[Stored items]

+++

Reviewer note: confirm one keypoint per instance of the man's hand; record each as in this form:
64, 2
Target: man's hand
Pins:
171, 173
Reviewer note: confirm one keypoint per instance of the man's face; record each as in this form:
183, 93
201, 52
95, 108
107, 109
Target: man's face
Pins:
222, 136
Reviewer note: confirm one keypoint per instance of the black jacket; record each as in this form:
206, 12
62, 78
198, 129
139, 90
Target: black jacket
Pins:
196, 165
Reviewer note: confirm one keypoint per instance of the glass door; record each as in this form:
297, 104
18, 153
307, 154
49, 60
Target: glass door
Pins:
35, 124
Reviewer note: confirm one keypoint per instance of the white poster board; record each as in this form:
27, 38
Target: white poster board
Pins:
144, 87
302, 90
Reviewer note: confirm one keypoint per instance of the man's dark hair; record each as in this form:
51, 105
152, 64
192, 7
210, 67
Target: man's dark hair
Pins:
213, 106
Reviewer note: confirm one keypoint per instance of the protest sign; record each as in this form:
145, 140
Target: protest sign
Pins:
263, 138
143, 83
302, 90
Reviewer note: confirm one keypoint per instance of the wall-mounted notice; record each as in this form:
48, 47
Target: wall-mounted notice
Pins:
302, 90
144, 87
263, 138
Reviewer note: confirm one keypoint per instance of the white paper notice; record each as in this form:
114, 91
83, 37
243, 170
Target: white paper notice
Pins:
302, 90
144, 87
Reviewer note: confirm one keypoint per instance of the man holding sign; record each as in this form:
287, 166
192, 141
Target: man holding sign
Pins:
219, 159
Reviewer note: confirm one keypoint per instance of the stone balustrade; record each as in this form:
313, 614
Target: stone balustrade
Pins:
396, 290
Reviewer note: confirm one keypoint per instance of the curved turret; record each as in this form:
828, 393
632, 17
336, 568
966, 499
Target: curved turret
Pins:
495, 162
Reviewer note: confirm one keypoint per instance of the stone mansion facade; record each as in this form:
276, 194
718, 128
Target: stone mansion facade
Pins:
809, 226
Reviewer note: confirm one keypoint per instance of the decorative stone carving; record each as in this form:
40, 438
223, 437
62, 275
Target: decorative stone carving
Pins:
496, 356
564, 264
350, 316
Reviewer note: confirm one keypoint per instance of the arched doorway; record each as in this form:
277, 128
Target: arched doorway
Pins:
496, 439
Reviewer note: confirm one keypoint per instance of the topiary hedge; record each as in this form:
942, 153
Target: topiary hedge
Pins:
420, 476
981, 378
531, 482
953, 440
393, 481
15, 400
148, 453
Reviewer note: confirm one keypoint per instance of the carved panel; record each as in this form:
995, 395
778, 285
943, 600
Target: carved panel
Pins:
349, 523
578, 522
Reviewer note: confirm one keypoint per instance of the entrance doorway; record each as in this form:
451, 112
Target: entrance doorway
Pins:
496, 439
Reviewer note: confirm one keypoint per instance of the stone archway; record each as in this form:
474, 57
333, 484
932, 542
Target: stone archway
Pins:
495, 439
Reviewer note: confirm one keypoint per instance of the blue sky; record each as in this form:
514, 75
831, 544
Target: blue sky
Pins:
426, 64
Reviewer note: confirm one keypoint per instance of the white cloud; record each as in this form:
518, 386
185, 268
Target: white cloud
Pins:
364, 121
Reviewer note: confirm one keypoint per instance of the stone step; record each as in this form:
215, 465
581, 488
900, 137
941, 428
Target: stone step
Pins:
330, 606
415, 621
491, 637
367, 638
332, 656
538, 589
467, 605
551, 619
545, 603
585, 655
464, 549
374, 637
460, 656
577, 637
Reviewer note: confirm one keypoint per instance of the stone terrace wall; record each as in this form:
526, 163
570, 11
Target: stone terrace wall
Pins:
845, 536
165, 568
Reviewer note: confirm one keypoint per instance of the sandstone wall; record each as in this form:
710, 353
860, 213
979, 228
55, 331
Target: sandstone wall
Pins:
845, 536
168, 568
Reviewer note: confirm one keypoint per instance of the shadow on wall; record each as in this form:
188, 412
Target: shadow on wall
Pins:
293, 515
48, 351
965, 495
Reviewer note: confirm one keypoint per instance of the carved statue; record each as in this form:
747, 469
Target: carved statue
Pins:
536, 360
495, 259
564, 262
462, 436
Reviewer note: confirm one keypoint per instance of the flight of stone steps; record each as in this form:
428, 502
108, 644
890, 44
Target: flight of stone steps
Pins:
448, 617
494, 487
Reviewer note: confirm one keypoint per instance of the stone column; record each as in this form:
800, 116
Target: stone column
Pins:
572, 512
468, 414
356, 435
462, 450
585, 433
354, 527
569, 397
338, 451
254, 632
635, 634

+++

With the string "panel" as the key, filter the data above and show the lines that match.

Reviewer note: confirm one keypoint per instance of the carved panel; record each as in this form:
Target: carved panel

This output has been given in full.